(Task directions): Print all the records exactly as they stand.

(Exercise input):
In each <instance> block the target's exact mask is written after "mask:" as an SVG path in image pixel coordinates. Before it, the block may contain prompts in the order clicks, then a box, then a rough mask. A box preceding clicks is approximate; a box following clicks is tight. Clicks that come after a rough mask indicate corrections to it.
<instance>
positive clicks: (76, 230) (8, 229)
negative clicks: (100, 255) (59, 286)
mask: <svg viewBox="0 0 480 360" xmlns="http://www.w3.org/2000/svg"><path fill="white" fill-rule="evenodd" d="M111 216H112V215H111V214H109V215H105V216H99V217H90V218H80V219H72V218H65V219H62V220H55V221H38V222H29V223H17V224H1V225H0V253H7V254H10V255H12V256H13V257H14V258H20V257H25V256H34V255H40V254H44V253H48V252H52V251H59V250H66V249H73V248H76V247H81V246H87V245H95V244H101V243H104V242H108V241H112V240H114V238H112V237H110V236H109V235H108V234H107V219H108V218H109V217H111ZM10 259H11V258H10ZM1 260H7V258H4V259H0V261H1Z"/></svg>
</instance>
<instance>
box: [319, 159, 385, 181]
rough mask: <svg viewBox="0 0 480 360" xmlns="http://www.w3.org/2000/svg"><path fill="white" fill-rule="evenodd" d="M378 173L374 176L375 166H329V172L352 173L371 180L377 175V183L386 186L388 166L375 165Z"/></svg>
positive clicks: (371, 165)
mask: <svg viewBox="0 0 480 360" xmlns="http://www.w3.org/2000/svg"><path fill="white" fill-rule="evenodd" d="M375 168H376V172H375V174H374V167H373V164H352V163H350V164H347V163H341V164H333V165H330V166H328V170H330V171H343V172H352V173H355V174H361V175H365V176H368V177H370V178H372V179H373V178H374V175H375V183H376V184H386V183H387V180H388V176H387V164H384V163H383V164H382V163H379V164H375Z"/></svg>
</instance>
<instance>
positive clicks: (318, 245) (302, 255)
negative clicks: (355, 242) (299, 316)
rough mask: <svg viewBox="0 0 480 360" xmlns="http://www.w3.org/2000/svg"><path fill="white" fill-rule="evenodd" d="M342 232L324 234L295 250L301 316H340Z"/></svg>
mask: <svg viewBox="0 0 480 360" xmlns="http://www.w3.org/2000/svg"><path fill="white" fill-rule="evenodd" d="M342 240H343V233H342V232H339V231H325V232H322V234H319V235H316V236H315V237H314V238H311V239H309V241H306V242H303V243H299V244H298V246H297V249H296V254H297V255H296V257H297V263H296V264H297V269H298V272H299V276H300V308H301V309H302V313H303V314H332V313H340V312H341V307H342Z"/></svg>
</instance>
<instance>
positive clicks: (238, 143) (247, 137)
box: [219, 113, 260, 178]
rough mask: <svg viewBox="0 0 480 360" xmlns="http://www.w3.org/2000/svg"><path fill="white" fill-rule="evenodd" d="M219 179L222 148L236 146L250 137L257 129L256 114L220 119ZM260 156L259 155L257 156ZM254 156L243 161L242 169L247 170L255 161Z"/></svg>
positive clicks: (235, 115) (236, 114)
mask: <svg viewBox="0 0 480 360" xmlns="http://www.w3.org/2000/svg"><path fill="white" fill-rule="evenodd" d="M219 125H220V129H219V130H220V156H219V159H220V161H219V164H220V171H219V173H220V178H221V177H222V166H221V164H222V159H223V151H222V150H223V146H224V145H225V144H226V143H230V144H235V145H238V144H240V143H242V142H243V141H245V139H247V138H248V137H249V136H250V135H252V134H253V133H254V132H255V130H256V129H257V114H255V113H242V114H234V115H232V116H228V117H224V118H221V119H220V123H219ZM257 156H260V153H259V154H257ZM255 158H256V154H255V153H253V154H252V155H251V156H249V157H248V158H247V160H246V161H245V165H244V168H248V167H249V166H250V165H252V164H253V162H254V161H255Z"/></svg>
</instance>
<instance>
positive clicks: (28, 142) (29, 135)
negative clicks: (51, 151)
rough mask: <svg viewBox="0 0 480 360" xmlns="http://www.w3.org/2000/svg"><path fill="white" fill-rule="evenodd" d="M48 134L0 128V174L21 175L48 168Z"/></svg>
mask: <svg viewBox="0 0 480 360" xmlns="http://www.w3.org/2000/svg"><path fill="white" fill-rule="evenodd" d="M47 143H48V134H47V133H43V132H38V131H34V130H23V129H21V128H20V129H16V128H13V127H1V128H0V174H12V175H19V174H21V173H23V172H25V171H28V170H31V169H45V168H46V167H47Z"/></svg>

(Result of the exercise):
In each <instance> block the target's exact mask is written after "mask:" as an SVG path in image pixel coordinates. Before it, the block may contain prompts in the order clicks, then a box, then a rough mask. A box preceding clicks is approximate; a box following clicks is tight. Clicks that come after a rough mask indicate corrections to it.
<instance>
positive clicks: (76, 230) (8, 229)
negative clicks: (100, 255) (59, 286)
mask: <svg viewBox="0 0 480 360" xmlns="http://www.w3.org/2000/svg"><path fill="white" fill-rule="evenodd" d="M111 216H112V215H111V214H109V215H105V216H99V217H90V218H80V219H72V218H65V219H62V220H55V221H38V222H29V223H17V224H1V225H0V253H7V254H10V255H12V256H13V257H14V258H20V257H25V256H34V255H40V254H44V253H48V252H52V251H59V250H66V249H73V248H76V247H81V246H87V245H95V244H101V243H104V242H108V241H112V240H114V238H112V237H110V236H109V235H108V234H107V219H108V218H109V217H111ZM10 259H11V258H10ZM1 260H7V258H4V259H0V261H1Z"/></svg>
</instance>
<instance>
box: [319, 159, 385, 181]
rough mask: <svg viewBox="0 0 480 360" xmlns="http://www.w3.org/2000/svg"><path fill="white" fill-rule="evenodd" d="M378 173L374 176L375 166H329V172L352 173L371 180L377 175V183L386 186L388 166L375 165Z"/></svg>
positive clicks: (371, 165)
mask: <svg viewBox="0 0 480 360" xmlns="http://www.w3.org/2000/svg"><path fill="white" fill-rule="evenodd" d="M375 168H376V172H375V174H374V167H373V164H352V163H350V164H347V163H341V164H333V165H330V166H328V170H330V171H343V172H352V173H355V174H361V175H365V176H368V177H370V178H372V179H373V178H374V175H375V183H376V184H386V183H387V180H388V176H387V164H384V163H383V164H382V163H379V164H375Z"/></svg>
</instance>
<instance>
positive clicks: (318, 245) (302, 255)
negative clicks: (355, 242) (299, 316)
rough mask: <svg viewBox="0 0 480 360" xmlns="http://www.w3.org/2000/svg"><path fill="white" fill-rule="evenodd" d="M342 232L324 234L295 250L301 316H340Z"/></svg>
mask: <svg viewBox="0 0 480 360" xmlns="http://www.w3.org/2000/svg"><path fill="white" fill-rule="evenodd" d="M342 240H343V233H342V232H339V231H325V232H322V234H319V235H316V236H315V237H314V238H311V239H309V241H306V242H303V243H299V244H298V246H297V249H296V254H297V255H296V257H297V263H296V264H297V269H298V272H299V276H300V308H301V309H302V313H303V314H332V313H340V312H341V307H342Z"/></svg>
</instance>
<instance>
positive clicks: (238, 143) (247, 137)
box: [219, 113, 260, 178]
rough mask: <svg viewBox="0 0 480 360" xmlns="http://www.w3.org/2000/svg"><path fill="white" fill-rule="evenodd" d="M219 179L222 148L236 146L250 137L257 129L256 114L220 119ZM260 156L259 155L257 156ZM254 156L243 161L242 169L247 170L255 161Z"/></svg>
positive clicks: (235, 115) (236, 114)
mask: <svg viewBox="0 0 480 360" xmlns="http://www.w3.org/2000/svg"><path fill="white" fill-rule="evenodd" d="M219 125H220V129H219V130H220V156H219V159H220V161H219V164H220V171H219V173H220V178H221V177H222V166H221V164H222V159H223V151H222V150H223V146H224V145H225V144H226V143H230V144H235V145H238V144H240V143H242V142H243V141H245V139H247V138H248V137H249V136H250V135H252V134H253V133H254V132H255V130H256V129H257V114H255V113H242V114H234V115H232V116H228V117H224V118H221V119H220V123H219ZM257 156H260V153H259V154H257ZM255 158H256V154H255V153H253V154H252V155H251V156H249V157H248V158H247V160H246V161H245V165H244V168H248V167H249V166H250V165H252V164H253V162H254V161H255Z"/></svg>
</instance>
<instance>
positive clicks: (28, 142) (29, 135)
negative clicks: (51, 151)
rough mask: <svg viewBox="0 0 480 360" xmlns="http://www.w3.org/2000/svg"><path fill="white" fill-rule="evenodd" d="M48 134L0 128V174L21 175L48 168Z"/></svg>
mask: <svg viewBox="0 0 480 360" xmlns="http://www.w3.org/2000/svg"><path fill="white" fill-rule="evenodd" d="M47 143H48V134H47V133H43V132H38V131H34V130H23V129H21V128H20V129H16V128H13V127H1V128H0V174H12V175H19V174H21V173H23V172H25V171H28V170H31V169H45V168H46V167H47Z"/></svg>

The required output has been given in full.